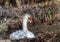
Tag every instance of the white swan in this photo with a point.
(21, 34)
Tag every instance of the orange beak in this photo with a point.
(29, 20)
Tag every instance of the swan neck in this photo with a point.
(25, 24)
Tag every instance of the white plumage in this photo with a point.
(21, 34)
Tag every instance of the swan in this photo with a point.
(25, 33)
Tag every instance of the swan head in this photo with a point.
(28, 17)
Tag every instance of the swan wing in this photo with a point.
(30, 35)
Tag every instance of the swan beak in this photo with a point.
(29, 20)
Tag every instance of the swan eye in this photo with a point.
(29, 20)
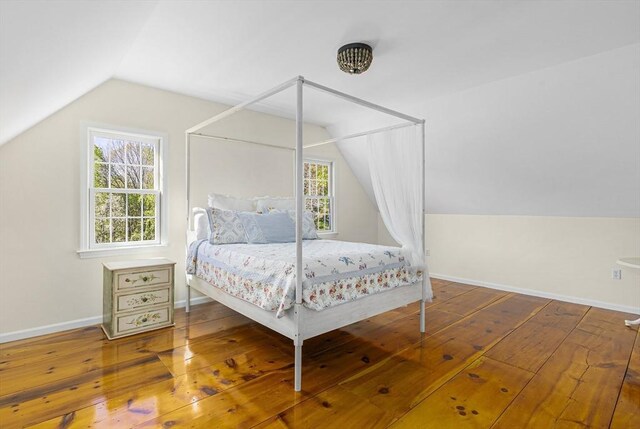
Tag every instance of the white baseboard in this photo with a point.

Task instructions = Write out exactly the lines from the one containing "Tag every instance of the swan head" through the last line of the records above, both ends included, and leave out any pictures.

Task output =
Tag every instance of the swan head in this photo with a point.
(28, 17)
Tag every instance of the swan wing in this photo with a point.
(30, 35)
Tag every instance of the swan beak in this photo with a point.
(29, 20)
Tag every instance of the swan eye in this photo with a point.
(29, 20)
Tag every instance of the white baseboard in this photo with a point.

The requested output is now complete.